<<<<

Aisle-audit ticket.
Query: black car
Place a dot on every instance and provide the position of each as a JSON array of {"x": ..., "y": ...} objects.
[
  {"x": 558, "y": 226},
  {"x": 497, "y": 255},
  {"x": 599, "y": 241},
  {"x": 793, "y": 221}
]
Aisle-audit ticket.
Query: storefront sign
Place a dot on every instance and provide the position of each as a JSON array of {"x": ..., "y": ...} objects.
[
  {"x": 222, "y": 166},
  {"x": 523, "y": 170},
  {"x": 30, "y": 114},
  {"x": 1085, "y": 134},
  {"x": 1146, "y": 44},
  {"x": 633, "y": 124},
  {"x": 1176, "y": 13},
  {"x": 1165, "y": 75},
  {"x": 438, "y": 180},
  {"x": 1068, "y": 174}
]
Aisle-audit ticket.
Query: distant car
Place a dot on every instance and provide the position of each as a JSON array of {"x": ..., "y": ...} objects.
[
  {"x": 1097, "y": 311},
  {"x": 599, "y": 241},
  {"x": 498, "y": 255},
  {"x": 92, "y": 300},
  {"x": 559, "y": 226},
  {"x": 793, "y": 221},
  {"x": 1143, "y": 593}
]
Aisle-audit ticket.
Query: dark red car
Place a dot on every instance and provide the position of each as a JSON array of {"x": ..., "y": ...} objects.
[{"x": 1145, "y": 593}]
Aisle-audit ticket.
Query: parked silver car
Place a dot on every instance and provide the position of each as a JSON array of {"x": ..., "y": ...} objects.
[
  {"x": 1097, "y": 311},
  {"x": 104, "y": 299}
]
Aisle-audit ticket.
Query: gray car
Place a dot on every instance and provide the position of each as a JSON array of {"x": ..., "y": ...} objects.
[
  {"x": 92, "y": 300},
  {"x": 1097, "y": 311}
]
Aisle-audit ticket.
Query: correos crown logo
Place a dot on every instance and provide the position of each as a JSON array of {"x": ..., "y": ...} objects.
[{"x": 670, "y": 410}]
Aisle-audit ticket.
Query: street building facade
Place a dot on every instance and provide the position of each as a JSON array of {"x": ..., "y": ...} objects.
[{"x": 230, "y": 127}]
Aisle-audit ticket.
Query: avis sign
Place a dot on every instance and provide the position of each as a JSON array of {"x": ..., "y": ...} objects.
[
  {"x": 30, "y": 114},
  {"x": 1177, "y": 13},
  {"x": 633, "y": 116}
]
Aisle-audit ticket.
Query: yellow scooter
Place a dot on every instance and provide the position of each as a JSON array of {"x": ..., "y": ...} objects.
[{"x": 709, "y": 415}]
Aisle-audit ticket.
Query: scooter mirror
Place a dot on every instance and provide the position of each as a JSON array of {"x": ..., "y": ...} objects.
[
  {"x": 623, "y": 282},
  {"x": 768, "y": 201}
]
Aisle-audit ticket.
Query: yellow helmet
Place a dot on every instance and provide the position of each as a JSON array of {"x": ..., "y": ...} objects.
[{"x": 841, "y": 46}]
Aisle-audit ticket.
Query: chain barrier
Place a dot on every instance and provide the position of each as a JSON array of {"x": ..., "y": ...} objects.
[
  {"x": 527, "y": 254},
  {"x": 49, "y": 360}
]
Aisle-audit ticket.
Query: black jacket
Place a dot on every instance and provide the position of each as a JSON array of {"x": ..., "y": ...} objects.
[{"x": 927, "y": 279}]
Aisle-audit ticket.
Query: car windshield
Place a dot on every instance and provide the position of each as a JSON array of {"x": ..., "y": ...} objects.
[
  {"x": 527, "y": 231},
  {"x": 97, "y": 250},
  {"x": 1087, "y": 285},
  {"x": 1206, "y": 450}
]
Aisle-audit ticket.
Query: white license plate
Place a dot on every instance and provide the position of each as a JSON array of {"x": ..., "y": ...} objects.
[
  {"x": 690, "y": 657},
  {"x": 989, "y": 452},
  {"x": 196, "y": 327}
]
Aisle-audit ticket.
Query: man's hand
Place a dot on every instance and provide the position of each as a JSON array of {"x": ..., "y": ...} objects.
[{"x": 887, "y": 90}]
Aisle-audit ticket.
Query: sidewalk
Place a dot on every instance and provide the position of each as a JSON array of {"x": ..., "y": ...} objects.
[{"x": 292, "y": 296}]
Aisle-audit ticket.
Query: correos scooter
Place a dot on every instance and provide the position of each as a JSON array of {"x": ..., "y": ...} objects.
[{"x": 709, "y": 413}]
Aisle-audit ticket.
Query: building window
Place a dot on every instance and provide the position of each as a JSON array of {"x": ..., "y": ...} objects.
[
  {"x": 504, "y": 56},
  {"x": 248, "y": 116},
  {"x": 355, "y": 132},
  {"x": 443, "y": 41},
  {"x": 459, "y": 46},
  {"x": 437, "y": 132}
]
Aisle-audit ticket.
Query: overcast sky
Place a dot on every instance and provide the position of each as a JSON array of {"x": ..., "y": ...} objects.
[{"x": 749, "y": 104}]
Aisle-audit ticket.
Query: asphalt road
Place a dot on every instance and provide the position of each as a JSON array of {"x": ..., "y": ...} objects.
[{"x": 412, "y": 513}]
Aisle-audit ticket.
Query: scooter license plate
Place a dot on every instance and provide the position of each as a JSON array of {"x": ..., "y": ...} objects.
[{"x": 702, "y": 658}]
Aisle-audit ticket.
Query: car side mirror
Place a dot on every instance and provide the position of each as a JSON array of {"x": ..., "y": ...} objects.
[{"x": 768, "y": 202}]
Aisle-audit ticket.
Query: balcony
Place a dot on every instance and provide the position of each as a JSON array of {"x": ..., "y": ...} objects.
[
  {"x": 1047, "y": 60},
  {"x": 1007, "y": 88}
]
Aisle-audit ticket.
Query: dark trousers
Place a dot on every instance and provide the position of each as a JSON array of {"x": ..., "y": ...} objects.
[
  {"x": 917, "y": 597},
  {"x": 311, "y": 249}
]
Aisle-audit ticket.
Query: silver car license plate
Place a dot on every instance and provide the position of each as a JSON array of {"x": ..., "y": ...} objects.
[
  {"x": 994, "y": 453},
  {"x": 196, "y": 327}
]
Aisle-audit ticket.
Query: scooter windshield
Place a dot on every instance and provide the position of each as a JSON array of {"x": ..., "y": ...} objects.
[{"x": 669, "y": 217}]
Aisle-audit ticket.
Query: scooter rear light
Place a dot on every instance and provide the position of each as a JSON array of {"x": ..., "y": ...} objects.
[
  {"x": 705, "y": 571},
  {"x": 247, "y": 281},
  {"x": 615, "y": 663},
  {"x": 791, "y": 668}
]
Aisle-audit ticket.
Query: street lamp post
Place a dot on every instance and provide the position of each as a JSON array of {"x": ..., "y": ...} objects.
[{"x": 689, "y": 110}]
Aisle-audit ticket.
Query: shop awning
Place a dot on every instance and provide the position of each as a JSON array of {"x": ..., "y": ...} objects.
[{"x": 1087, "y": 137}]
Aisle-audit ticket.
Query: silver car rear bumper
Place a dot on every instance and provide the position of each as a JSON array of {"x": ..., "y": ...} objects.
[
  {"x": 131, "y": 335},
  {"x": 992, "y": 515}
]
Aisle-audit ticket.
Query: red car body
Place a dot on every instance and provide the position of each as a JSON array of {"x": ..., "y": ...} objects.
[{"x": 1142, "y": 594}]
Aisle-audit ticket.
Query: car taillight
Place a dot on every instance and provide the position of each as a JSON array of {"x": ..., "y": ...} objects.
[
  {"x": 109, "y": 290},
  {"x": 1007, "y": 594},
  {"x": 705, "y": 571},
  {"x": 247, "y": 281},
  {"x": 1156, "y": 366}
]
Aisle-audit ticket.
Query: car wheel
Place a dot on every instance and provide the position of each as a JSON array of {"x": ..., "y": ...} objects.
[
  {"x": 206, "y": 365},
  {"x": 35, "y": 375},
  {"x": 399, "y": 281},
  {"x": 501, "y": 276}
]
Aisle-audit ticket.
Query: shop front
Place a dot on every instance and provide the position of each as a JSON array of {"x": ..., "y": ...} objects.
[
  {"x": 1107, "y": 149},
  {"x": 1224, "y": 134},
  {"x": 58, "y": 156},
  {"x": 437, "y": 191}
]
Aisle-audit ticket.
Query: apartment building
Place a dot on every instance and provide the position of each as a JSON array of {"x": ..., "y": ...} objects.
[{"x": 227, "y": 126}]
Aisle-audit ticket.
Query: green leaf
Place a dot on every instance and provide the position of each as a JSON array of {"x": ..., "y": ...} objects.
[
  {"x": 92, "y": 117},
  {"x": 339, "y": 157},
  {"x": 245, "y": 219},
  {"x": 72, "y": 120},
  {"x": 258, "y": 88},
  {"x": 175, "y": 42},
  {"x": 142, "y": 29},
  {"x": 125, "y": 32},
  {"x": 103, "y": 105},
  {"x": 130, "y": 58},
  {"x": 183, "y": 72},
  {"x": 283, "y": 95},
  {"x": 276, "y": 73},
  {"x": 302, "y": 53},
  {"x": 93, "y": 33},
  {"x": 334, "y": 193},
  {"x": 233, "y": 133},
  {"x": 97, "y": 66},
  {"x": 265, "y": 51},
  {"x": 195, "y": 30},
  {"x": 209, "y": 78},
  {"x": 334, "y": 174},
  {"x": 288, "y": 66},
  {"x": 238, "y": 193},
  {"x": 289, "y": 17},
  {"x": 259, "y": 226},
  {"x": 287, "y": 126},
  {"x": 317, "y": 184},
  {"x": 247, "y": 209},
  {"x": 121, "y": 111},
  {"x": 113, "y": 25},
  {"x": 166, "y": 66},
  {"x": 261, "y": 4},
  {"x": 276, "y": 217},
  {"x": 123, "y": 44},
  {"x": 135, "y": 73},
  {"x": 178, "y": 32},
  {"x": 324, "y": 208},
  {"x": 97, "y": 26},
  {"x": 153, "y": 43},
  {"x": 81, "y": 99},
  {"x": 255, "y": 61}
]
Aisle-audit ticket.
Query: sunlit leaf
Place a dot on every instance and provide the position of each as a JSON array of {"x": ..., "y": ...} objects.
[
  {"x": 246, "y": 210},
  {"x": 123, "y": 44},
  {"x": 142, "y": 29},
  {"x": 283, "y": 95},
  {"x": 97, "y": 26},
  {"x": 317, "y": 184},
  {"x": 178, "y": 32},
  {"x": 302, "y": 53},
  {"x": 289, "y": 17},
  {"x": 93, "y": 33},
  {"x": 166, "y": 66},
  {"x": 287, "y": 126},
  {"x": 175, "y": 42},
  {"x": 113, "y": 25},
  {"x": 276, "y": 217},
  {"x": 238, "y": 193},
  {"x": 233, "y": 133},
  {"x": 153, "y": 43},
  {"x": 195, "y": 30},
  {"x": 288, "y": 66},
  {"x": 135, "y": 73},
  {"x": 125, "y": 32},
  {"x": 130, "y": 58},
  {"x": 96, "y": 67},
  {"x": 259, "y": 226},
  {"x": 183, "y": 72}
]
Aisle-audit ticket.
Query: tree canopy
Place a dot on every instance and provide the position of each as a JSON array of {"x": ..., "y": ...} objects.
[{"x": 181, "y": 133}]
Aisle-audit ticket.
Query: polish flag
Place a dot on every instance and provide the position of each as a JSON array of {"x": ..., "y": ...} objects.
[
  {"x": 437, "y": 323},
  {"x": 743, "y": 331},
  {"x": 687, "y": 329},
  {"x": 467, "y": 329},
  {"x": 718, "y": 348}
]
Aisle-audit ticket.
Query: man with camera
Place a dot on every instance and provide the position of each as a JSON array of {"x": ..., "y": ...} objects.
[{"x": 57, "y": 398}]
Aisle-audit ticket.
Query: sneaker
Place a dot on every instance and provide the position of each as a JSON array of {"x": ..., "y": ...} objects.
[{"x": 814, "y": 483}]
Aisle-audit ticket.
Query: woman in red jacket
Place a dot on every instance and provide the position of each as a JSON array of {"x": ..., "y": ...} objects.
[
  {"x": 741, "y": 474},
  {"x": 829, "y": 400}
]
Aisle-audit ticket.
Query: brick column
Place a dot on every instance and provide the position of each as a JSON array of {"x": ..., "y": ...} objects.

>>>>

= TASK INSTRUCTIONS =
Which lines above contain the string "silver"? List each of those lines in full.

= RESULT =
Query: parked silver car
Query: silver car license plate
Query: silver car rear bumper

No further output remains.